What to work on -
Please copy the article on Upland's city manager contract between "Meanwhile, Hoerning yet" and "School of Education.", inclusive, replacing "PhD" with "doctorate".

Document extract -

++++++++++++++++++++

By Mark Gutglueck
In a move that carried with it an unintended impact on the City of Upland’s now presumably futile effort to keep its police chief from departing and which will conjointly likely undercut the city manager’s ultimate authority and escalate the pay grades of the senior members of the police department going forward, the city council Monday night approved a three-year contract with Rosemary Hoerning to serve as city manager.
Hoerning, who had served in the role of the city’s public works director since 2011 before she was tapped to take on the interim assignment of acting city manager last May upon the city council’s sacking of Jeannette Vagnozzi, was promoted to the full-fledged city manager’s position in February, pending the forging of a contract mutually acceptable to her and the council. Prior to the council’s February commitment to Hoerning, however, complications with regard to Police Chief Darren Goodman had arisen, and in the intervening month-and-a-half, that circumstance has grown increasingly delicate. It now appears that the city council and Hoerning have reacted too late and with insufficient substance to prevent Goodman from jumping ship within the next several months to the assistant police chief’s position in Riverside.
Meanwhile, Hoerning yet remains tasked to persuade Goodman to abide in the responsibility he took on in 2018 when he left the San Bernardino County Sheriff’s Department to become Upland police chief. Coming to Upland at that point was considered a step up for the rapidly advancing Goodman, who just a month previously had earned his PhD from USC’s Rossier School of Education.
Goodman appeared to be a good fit in Upland. Reportedly, however, two circumstances represented a threat to the prospect of his remaining in place for what is anticipated to be the remainder of his career – a duration of perhaps as long as a decade.
One of those consisted of a lack of protection in his contract with Upland that allows a simple majority of the city council to direct the city manager to fire him without cause. While details were unclear, word was that Goodman had grown concerned with the lack of stability and rationality on the city council, and wanted a language change requiring that his firing only be able to take place if a defined cause was cited, and that the council be unable to cashier him on a mere 3-to-2 majority vote but would need four votes to instruct the city manager to effectuate his firing.
The second hazard to Goodman’s longevity in Upland materialized, the Sentinel is informed, when Riverside Police Chief Sergio Diaz last summer signaled his pending retirement and then exited in September. Among those applying for the police chief vacancy in Riverside was Goodman, who lives in Riverside.
The Sentinel is reliably informed that Goodman was a serious contender for the job, and that the major factor that resulted in Riverside City Manager Al Zelinka’s decision to confer the police chief’s position on Lawrence Gonzalez, who did get the job rather than Goodman, was the familiarity Gonzalez had with the department as a consequence of his 27 years there, including the extended stint he had served as deputy chief during Diaz’s tenure and the four months he had served as interim chief following Diaz’s departure.

++++++++++++++++++++

Dataset entries -
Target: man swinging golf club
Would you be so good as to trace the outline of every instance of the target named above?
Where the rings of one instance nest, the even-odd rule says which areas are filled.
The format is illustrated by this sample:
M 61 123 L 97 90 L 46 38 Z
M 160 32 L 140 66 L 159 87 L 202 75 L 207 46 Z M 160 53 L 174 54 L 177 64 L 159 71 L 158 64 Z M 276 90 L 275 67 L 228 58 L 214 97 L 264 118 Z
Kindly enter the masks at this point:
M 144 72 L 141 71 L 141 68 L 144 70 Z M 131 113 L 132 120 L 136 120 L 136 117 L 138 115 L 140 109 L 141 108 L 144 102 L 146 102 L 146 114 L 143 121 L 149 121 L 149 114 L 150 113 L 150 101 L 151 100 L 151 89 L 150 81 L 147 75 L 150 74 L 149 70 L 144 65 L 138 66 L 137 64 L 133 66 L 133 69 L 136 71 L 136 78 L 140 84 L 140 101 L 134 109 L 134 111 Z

++++++++++++++++++++

Written response -
Meanwhile, Hoerning yet remains tasked to persuade Goodman to abide in the responsibility he took on in 2018 when he left the San Bernardino County Sheriff’s Department to become Upland police chief. Coming to Upland at that point was considered a step up for the rapidly advancing Goodman, who just a month previously had earned his doctorate from USC’s Rossier School of Education.